* **Excerpt from a dataset**
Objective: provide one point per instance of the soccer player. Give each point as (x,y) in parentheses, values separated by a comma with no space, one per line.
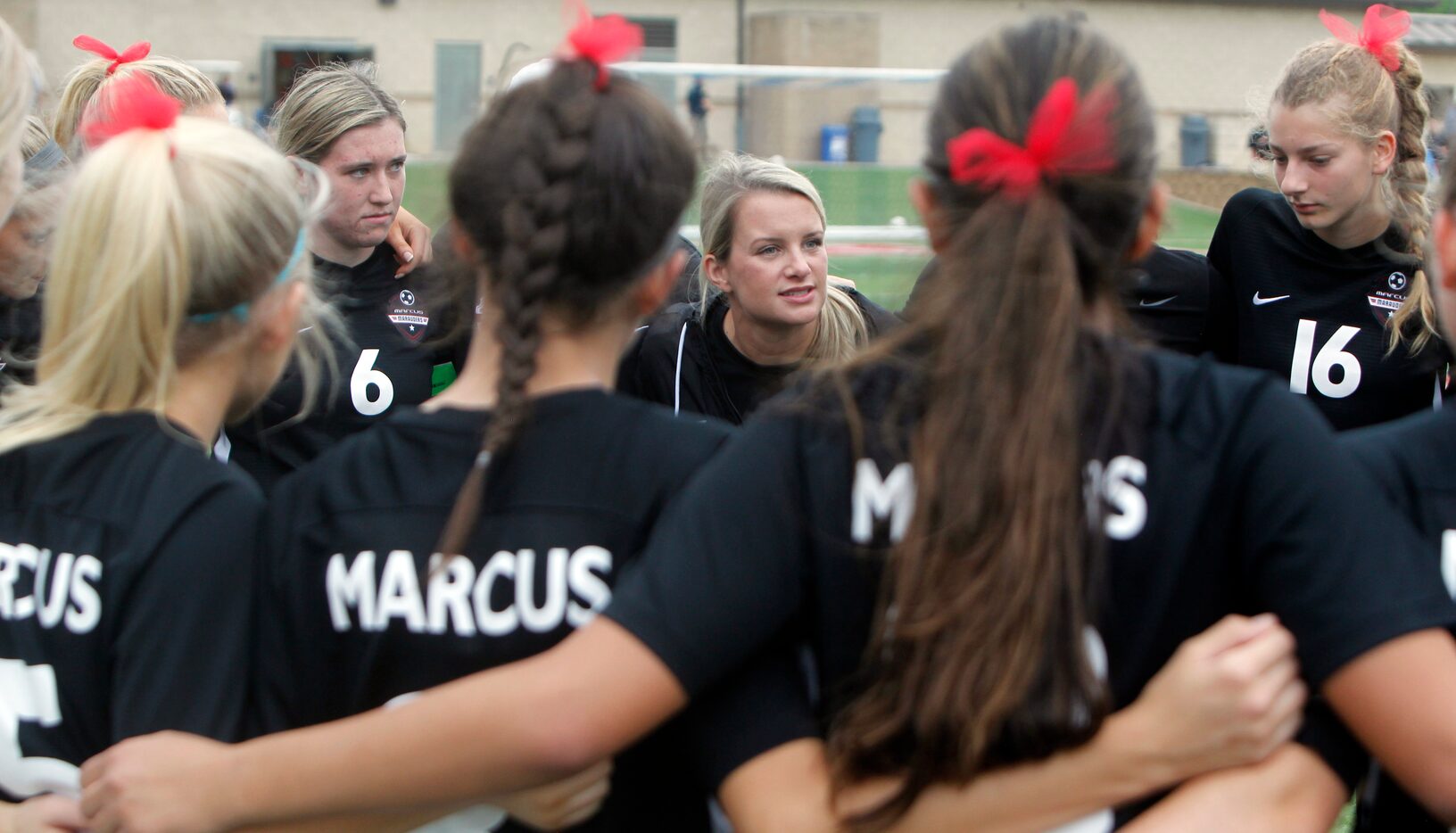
(1324,278)
(568,252)
(126,554)
(340,120)
(1411,460)
(766,306)
(23,245)
(957,448)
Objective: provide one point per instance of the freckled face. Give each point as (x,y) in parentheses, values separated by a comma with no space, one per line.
(776,268)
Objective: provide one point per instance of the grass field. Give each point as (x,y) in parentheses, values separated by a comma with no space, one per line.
(854,195)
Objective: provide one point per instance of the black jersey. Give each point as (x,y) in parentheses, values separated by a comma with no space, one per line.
(357,614)
(126,574)
(1223,499)
(1414,460)
(20,338)
(1315,317)
(385,365)
(683,359)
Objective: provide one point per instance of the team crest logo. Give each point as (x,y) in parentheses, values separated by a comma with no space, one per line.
(408,317)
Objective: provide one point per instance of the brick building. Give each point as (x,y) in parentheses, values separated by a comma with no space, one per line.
(446,57)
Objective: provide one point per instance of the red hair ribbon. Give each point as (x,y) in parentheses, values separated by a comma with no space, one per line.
(133,103)
(1064,136)
(603,39)
(1384,27)
(133,53)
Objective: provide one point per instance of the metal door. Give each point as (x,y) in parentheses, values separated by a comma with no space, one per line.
(458,91)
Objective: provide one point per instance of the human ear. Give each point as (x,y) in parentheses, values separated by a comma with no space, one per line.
(716,273)
(925,204)
(657,285)
(1151,223)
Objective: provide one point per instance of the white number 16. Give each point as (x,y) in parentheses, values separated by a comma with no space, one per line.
(1329,356)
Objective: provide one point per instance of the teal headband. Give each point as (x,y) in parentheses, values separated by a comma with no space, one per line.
(241,310)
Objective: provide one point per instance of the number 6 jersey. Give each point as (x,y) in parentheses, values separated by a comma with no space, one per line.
(1315,315)
(384,366)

* **Task description**
Rewrite the material from the line with "Objective: provide one point per instance of the red" through the end of the material, switching "teal headband" to "blue headband" and leaving everything else unchanged.

* **Exercise output**
Objective: provide one point per instance of the red hair ribbon. Give each point as (x,y) in parentheses, values separated by a comma with no space, one per line.
(133,103)
(1064,136)
(603,39)
(1384,27)
(133,53)
Objective: provide one point per instance of the metal door. Give each point as (x,y) in parentheses, values separated by a comma with no space, one per line.
(458,91)
Objective: provide one point per instance of the human ear. Give each point as (x,y) in parentheses, values separated by a comma with no space, one per line.
(716,273)
(925,204)
(657,285)
(1151,223)
Objective: provide one point per instance of the white number 16. Give each point as (x,y) in parentheses, values separated by a comma with no space, one per line.
(1329,356)
Objective: provide one point per instance of the blue headband. Give each point as (x,y) in parentheses, values separated by a comma with no space, one per line.
(241,310)
Objective: provide one point per instance of the number 6 jersey. Give each point as (x,y) in parentheses, values separated by a comma with no space, one per line.
(1315,315)
(384,366)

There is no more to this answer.